JOB:
What you produce should match the records exactly, line for line.

-- Opening Marker --

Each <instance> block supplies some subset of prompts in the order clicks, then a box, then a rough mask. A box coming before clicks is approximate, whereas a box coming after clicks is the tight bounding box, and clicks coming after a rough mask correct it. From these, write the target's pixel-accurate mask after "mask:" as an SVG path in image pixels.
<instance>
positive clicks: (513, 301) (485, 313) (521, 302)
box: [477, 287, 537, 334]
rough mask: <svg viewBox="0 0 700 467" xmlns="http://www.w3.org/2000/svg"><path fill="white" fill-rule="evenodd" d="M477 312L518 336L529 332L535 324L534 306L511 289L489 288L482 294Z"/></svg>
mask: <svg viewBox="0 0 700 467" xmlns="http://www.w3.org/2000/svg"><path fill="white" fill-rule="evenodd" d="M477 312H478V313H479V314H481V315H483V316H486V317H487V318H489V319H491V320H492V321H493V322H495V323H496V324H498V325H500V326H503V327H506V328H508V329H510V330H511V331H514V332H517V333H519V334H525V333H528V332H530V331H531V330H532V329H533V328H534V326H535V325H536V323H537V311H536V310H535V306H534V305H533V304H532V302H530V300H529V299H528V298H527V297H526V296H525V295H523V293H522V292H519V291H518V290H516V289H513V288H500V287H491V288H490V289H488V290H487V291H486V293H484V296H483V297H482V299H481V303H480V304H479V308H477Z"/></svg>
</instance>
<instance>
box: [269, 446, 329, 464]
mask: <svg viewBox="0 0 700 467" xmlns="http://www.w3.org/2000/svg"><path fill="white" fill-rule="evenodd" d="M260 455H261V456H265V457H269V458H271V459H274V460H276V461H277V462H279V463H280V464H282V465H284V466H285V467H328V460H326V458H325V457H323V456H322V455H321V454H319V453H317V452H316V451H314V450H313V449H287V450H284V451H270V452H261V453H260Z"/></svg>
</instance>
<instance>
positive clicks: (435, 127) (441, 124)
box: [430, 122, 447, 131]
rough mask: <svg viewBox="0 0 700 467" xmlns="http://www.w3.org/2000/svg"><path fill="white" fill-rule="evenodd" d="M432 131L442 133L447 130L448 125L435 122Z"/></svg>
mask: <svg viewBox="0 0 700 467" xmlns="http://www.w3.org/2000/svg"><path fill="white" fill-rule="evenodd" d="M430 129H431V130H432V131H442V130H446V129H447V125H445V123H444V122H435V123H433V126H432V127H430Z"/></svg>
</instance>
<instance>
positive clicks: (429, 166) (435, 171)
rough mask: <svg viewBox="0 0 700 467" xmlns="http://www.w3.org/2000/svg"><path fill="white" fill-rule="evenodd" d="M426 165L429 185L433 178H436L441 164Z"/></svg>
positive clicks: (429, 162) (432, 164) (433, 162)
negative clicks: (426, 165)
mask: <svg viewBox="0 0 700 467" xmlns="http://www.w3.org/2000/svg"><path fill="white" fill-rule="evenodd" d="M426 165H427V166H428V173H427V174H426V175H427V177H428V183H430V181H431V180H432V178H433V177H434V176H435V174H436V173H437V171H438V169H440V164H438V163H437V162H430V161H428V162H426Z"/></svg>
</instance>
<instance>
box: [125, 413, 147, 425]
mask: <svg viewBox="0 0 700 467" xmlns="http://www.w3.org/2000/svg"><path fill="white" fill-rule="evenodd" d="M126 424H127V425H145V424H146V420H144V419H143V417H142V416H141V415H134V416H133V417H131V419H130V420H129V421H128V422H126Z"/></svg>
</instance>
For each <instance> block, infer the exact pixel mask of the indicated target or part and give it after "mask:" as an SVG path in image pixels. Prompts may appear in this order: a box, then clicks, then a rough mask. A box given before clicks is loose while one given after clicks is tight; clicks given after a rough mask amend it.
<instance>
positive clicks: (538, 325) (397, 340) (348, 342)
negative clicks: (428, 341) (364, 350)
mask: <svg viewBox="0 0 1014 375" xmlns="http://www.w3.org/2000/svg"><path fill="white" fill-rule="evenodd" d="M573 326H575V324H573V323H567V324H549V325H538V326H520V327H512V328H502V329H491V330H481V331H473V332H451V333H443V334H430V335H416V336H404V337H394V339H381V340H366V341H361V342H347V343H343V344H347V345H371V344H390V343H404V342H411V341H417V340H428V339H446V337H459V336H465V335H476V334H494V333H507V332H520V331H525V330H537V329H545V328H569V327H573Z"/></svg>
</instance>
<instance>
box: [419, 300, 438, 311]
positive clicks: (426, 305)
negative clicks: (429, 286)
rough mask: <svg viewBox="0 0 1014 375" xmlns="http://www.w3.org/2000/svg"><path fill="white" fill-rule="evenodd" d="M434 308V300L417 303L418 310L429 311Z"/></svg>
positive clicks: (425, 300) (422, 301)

-- Closing Marker --

WRITTEN RESPONSE:
Each <instance> block supplies some subset of prompts in the order clicks, then a box, then a rough mask. A box coming before clicks is approximate, whereas a box coming after clicks is the tight bounding box, and clicks coming after a rough mask correct it. From these, write the target's pixel-accurate mask after "mask:" as an SVG path in image pixels.
<instance>
positive clicks: (513, 301) (485, 313) (521, 302)
box: [477, 287, 537, 334]
rough mask: <svg viewBox="0 0 700 467" xmlns="http://www.w3.org/2000/svg"><path fill="white" fill-rule="evenodd" d="M477 312L518 336L529 332L535 324L534 306L511 289L489 288L482 294Z"/></svg>
mask: <svg viewBox="0 0 700 467" xmlns="http://www.w3.org/2000/svg"><path fill="white" fill-rule="evenodd" d="M477 312H478V313H479V314H481V315H483V316H486V317H487V318H489V319H491V320H492V321H493V322H495V323H496V324H498V325H500V326H503V327H506V328H508V329H510V330H511V331H514V332H517V333H519V334H525V333H528V332H530V331H531V330H532V329H533V328H534V326H535V325H536V323H537V311H536V310H535V306H534V305H533V304H532V302H530V300H529V299H528V298H527V297H526V296H525V295H523V293H522V292H519V291H518V290H516V289H513V288H500V287H491V288H490V289H488V290H487V291H486V293H484V296H483V297H482V299H481V303H480V304H479V308H477Z"/></svg>
</instance>
<instance>
box: [269, 446, 329, 464]
mask: <svg viewBox="0 0 700 467" xmlns="http://www.w3.org/2000/svg"><path fill="white" fill-rule="evenodd" d="M260 455H261V456H265V457H269V458H271V459H274V460H276V461H277V462H279V463H280V464H282V465H284V466H285V467H328V460H326V458H325V457H323V456H322V455H321V454H319V453H317V452H316V451H314V450H313V449H287V450H284V451H270V452H261V453H260Z"/></svg>
</instance>
<instance>
positive clicks: (435, 127) (441, 124)
box: [430, 122, 447, 131]
rough mask: <svg viewBox="0 0 700 467" xmlns="http://www.w3.org/2000/svg"><path fill="white" fill-rule="evenodd" d="M432 131L442 133L447 130L448 125L435 122Z"/></svg>
mask: <svg viewBox="0 0 700 467" xmlns="http://www.w3.org/2000/svg"><path fill="white" fill-rule="evenodd" d="M430 129H431V130H432V131H442V130H446V129H447V125H445V123H444V122H435V123H433V126H432V127H430Z"/></svg>
</instance>
<instance>
positive clicks: (429, 166) (435, 171)
rough mask: <svg viewBox="0 0 700 467" xmlns="http://www.w3.org/2000/svg"><path fill="white" fill-rule="evenodd" d="M426 165L429 185L433 178H436L441 164Z"/></svg>
positive clicks: (429, 162) (432, 164) (433, 162)
negative clicks: (426, 165)
mask: <svg viewBox="0 0 700 467" xmlns="http://www.w3.org/2000/svg"><path fill="white" fill-rule="evenodd" d="M426 165H427V166H428V173H427V174H426V175H427V177H428V183H430V181H431V180H432V178H433V177H434V176H435V174H436V173H437V171H438V169H440V164H438V163H437V162H430V161H428V162H426Z"/></svg>
</instance>
<instance>
box: [125, 413, 147, 425]
mask: <svg viewBox="0 0 700 467" xmlns="http://www.w3.org/2000/svg"><path fill="white" fill-rule="evenodd" d="M126 424H127V425H145V424H146V420H144V419H143V417H142V416H141V415H134V416H133V417H131V419H130V420H129V421H128V422H126Z"/></svg>
</instance>
For each <instance> block, infer the exact pixel mask of the indicated target or part and give it after "mask:" as an SVG path in image pixels. Prompts may appear in this order: a box, then clicks, then a rough mask. A box given before clicks is loose while one given after clicks is tight; clicks given after a rough mask amend it.
<instance>
positive clicks: (538, 325) (397, 340) (348, 342)
negative clicks: (428, 341) (364, 350)
mask: <svg viewBox="0 0 1014 375" xmlns="http://www.w3.org/2000/svg"><path fill="white" fill-rule="evenodd" d="M573 326H575V324H573V323H567V324H549V325H538V326H520V327H512V328H502V329H491V330H481V331H473V332H451V333H443V334H430V335H416V336H404V337H394V339H381V340H366V341H361V342H347V343H343V344H347V345H371V344H390V343H404V342H411V341H417V340H428V339H446V337H459V336H465V335H476V334H494V333H507V332H520V331H525V330H537V329H545V328H569V327H573Z"/></svg>
</instance>
<instance>
box: [419, 300, 438, 311]
positive clicks: (426, 305)
negative clicks: (429, 286)
rough mask: <svg viewBox="0 0 1014 375" xmlns="http://www.w3.org/2000/svg"><path fill="white" fill-rule="evenodd" d="M434 308V300L417 303L418 310L429 311Z"/></svg>
positive clicks: (425, 300) (422, 301)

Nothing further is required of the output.